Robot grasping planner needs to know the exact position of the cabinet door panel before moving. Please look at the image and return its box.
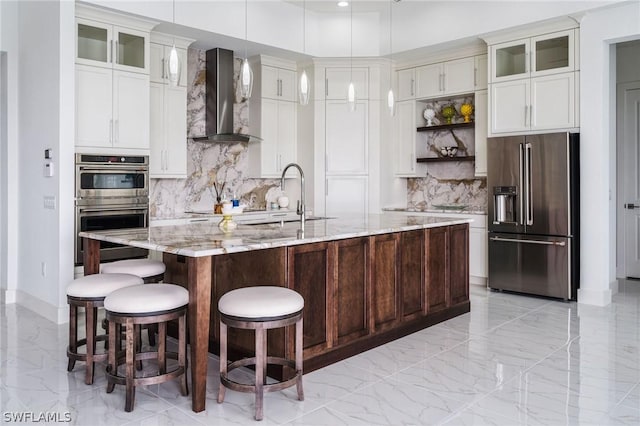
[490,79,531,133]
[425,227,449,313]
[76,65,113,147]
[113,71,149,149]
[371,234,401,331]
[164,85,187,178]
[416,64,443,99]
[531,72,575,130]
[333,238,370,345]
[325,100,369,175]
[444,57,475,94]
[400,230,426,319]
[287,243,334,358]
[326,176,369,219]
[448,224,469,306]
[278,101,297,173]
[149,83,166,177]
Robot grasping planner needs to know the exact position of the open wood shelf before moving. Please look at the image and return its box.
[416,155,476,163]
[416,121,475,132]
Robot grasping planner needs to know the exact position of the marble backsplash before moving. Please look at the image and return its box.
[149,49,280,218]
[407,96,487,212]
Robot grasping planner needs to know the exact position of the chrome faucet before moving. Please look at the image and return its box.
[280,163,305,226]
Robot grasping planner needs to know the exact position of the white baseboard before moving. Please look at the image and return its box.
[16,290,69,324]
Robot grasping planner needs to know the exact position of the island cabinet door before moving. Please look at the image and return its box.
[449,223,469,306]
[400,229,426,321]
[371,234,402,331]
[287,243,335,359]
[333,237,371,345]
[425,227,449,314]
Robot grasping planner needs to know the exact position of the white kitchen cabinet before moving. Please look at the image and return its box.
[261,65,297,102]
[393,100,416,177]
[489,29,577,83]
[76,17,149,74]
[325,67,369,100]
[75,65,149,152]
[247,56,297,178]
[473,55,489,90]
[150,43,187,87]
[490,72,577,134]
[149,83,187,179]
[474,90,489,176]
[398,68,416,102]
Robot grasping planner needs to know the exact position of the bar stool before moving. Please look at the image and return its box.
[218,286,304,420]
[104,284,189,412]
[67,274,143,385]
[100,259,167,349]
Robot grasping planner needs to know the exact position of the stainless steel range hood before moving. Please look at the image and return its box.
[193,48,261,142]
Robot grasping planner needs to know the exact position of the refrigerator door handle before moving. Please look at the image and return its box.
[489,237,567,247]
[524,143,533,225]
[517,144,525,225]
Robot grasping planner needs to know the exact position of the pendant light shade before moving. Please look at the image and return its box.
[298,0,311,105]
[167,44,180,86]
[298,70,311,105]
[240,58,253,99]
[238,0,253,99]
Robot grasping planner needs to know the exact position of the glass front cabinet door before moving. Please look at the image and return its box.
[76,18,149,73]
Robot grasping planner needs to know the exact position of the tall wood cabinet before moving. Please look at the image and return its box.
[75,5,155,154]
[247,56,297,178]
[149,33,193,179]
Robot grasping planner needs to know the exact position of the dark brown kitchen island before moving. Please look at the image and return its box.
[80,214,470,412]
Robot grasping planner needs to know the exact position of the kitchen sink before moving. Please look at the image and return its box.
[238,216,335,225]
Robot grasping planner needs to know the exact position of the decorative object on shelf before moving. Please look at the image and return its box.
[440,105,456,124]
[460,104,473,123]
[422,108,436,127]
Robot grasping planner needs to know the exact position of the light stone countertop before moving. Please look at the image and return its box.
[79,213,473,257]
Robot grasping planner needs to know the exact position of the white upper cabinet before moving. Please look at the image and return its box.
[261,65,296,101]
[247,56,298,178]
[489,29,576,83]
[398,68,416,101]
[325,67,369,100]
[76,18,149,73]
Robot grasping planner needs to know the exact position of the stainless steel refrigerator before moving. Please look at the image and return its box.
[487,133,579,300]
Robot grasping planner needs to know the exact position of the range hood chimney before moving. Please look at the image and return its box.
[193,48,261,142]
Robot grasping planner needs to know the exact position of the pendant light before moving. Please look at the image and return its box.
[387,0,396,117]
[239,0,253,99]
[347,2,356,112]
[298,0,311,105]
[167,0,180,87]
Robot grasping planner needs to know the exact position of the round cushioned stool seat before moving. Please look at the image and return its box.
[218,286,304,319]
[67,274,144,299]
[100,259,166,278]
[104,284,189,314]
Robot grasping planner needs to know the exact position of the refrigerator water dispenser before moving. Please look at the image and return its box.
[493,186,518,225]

· · ·

Starting at the row containing "of the marble" and ending at the row containing "[280,163,305,226]", arrange these rows as a two-column CSV with the columns request and box. Give one CSV line per request, with its text and its answer each in a single quoted field and any line breaks turned into spaces.

request,box
"Robot grasping planner needs to know the exact position of the marble backsplash before moving. Please look at the image and return its box.","[149,49,280,218] [407,96,487,212]"
"Robot grasping planner needs to know the exact position of the chrome faucet before moving. Please look at the image and return its box.","[280,163,305,226]"